▶ DATA SHOWN:
Content starts

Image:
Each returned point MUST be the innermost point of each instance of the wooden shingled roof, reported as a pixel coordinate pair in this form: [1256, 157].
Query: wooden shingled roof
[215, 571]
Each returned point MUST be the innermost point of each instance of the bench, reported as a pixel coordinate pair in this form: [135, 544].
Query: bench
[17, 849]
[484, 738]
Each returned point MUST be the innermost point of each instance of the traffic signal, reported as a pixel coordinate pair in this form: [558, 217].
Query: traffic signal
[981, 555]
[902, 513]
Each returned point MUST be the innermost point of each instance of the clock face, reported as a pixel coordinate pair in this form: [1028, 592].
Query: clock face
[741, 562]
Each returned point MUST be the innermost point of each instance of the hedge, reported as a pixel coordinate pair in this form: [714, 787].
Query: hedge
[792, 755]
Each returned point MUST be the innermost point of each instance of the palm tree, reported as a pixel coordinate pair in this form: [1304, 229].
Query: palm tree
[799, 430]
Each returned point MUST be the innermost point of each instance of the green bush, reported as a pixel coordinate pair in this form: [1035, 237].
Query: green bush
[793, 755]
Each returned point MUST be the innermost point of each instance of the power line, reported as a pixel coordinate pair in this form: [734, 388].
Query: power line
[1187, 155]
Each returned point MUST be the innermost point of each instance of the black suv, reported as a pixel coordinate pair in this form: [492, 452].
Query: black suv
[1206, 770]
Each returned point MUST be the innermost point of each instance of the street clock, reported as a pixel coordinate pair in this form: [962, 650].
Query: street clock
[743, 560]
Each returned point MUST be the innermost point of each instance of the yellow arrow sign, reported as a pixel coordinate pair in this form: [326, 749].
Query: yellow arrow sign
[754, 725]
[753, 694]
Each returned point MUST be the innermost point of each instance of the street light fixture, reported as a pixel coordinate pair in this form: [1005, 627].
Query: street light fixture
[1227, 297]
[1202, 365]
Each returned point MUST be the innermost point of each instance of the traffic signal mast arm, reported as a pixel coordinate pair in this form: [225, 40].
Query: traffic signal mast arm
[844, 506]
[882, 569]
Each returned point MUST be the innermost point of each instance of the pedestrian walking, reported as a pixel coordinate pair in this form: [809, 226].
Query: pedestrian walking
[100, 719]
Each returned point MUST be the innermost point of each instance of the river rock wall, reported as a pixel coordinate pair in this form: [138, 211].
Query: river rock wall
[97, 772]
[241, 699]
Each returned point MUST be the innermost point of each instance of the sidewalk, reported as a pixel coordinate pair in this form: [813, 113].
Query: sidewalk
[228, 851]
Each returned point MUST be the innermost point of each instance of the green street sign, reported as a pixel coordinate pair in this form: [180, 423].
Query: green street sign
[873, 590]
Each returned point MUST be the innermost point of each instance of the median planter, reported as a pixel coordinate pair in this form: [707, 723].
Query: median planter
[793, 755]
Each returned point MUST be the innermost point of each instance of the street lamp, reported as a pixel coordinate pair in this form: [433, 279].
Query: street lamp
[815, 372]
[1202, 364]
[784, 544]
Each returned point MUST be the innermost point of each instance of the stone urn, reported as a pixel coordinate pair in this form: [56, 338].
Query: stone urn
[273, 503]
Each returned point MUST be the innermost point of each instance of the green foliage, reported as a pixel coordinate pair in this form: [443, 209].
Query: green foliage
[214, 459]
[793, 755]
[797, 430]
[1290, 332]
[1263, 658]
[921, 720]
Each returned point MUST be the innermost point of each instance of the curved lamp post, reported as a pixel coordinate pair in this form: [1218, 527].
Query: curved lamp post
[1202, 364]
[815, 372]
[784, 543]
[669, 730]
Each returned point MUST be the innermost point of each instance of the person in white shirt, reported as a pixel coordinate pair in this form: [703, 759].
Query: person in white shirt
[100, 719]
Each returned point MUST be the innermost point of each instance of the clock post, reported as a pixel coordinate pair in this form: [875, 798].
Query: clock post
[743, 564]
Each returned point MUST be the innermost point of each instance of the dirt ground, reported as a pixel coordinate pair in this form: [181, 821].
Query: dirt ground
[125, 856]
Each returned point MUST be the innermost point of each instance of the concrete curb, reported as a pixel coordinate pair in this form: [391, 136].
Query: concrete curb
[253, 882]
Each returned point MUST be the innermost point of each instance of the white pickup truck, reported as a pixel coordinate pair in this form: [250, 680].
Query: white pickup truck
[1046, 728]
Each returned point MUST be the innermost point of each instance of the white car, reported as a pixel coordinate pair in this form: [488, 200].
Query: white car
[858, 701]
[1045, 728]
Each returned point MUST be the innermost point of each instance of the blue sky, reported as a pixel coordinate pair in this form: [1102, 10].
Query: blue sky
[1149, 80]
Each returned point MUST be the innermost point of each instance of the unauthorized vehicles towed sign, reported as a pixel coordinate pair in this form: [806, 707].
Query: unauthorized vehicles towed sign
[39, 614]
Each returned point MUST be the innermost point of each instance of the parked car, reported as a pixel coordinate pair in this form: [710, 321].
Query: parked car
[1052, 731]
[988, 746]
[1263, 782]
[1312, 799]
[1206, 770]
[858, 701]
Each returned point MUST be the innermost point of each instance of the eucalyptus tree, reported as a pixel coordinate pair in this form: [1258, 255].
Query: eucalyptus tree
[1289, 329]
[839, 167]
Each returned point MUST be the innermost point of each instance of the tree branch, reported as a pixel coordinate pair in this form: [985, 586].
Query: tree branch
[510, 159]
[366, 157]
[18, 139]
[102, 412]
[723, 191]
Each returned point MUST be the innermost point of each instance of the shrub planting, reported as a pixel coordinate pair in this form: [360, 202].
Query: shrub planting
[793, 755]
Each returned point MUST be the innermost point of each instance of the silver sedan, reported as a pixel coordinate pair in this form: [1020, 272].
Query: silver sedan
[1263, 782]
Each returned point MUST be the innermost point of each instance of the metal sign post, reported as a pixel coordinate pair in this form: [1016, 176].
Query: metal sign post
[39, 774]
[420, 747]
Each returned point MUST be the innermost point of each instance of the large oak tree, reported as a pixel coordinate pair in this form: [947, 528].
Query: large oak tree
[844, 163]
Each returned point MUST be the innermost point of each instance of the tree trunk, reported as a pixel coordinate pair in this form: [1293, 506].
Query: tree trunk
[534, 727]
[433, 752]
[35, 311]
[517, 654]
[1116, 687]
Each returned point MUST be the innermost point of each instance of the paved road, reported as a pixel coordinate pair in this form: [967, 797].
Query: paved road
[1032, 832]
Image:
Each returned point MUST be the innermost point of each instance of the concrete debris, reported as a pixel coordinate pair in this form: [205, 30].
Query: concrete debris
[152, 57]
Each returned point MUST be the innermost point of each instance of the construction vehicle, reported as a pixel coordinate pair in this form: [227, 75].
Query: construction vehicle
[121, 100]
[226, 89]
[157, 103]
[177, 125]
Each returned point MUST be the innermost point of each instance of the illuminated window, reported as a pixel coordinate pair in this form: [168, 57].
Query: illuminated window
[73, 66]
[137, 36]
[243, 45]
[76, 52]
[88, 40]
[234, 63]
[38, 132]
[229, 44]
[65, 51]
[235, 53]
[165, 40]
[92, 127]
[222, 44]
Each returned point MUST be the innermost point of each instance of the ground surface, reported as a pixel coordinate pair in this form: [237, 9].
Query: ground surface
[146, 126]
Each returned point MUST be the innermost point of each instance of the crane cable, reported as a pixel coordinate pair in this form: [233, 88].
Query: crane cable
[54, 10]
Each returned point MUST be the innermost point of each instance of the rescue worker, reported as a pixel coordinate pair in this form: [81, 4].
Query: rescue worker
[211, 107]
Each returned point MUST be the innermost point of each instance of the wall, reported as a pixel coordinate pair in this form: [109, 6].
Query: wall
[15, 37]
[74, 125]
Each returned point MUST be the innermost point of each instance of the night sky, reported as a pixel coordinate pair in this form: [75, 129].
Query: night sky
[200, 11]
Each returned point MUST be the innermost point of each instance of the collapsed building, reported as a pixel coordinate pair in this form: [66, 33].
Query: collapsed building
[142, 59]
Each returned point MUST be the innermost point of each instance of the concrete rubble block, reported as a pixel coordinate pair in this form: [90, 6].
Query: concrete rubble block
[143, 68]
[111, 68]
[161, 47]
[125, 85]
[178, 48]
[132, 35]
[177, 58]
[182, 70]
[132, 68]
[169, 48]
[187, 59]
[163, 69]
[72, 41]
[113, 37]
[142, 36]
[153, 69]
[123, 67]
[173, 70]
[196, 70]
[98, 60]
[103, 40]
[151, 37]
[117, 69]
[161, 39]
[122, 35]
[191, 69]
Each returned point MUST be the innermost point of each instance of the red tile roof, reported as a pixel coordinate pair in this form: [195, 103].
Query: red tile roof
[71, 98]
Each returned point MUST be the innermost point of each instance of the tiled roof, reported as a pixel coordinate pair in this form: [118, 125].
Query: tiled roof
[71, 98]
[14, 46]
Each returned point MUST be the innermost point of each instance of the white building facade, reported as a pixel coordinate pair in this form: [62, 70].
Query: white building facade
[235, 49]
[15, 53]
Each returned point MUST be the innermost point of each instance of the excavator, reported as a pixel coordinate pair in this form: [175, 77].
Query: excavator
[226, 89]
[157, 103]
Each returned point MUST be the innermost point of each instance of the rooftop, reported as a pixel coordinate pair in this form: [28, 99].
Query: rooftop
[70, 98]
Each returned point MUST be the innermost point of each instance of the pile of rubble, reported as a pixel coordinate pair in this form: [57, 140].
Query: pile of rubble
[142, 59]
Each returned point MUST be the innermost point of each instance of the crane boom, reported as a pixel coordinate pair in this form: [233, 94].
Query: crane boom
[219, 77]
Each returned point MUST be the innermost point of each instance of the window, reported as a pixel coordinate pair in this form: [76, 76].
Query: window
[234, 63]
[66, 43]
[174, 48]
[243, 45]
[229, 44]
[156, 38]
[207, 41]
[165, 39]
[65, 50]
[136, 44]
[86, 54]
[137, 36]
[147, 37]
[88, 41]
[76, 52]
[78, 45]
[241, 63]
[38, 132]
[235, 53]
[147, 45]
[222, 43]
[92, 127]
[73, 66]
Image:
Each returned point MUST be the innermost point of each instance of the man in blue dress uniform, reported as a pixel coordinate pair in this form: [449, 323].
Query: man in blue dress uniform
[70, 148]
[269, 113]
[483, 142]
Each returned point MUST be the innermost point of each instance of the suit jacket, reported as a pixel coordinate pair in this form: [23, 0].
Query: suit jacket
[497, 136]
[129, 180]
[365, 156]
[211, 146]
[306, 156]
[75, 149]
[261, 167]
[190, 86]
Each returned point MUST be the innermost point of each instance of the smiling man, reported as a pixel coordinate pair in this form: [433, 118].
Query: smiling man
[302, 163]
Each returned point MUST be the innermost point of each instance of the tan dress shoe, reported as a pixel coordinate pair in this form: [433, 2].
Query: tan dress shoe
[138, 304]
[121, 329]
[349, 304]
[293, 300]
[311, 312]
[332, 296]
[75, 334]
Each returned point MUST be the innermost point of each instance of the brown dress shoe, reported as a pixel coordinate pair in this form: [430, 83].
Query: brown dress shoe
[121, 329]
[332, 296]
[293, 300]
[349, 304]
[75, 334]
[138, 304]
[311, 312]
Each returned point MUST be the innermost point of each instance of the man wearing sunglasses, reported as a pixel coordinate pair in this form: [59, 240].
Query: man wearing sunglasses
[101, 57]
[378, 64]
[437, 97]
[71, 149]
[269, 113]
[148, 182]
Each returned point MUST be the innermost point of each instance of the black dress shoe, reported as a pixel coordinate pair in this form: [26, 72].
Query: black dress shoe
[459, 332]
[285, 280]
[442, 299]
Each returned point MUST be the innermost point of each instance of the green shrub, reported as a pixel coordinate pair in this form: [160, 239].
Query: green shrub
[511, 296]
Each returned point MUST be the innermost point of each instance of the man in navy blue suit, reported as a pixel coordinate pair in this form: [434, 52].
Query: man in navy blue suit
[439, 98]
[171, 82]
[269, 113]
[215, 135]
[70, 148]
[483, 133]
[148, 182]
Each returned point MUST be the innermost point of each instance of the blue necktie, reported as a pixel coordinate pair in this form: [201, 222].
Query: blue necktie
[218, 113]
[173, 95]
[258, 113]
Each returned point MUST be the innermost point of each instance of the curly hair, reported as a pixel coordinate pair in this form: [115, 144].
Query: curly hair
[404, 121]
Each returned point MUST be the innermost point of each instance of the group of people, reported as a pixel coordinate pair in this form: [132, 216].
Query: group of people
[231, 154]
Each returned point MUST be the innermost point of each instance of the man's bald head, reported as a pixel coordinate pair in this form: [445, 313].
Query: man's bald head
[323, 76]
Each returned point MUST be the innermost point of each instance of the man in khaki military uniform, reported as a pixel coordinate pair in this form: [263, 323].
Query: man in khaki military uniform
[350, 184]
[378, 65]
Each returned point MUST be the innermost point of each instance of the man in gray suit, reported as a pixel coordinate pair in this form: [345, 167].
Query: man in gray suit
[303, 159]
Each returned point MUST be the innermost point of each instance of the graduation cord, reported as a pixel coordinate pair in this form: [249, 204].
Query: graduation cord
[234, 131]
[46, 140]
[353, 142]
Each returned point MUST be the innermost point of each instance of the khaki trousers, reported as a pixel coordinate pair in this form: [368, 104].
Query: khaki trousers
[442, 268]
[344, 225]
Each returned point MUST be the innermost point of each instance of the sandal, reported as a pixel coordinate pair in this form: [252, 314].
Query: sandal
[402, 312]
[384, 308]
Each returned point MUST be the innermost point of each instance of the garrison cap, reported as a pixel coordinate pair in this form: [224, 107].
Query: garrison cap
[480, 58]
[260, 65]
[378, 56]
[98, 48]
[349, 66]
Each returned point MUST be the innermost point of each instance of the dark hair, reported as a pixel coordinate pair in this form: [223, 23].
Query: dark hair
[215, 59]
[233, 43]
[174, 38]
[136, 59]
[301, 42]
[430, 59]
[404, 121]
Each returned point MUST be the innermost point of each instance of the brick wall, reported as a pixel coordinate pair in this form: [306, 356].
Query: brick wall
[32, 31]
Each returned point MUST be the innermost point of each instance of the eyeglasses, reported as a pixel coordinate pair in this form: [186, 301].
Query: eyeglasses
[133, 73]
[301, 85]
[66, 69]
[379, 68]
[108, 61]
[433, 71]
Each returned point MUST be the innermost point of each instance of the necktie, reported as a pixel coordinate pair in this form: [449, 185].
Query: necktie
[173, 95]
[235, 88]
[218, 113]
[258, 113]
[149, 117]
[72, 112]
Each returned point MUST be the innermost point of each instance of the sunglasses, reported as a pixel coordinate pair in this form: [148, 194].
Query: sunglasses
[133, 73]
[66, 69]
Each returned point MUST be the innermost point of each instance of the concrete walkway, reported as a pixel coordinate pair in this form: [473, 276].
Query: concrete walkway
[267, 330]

Content ends

▶ TO DO:
Copy the lines above exactly, beginning at the line that has "form: [714, 787]." and stopping after the line that has "form: [1304, 229].", and omit the rest.

▶ EXPECTED ANSWER:
Each returned point MUST be the innermost point of each instance of the hedge, reported as a pixel coordinate pair in this form: [714, 787].
Query: hedge
[792, 755]
Each returned point MUST be the innermost point of each instance of the palm tree, reported as a pixel coordinate pair in this form: [1304, 229].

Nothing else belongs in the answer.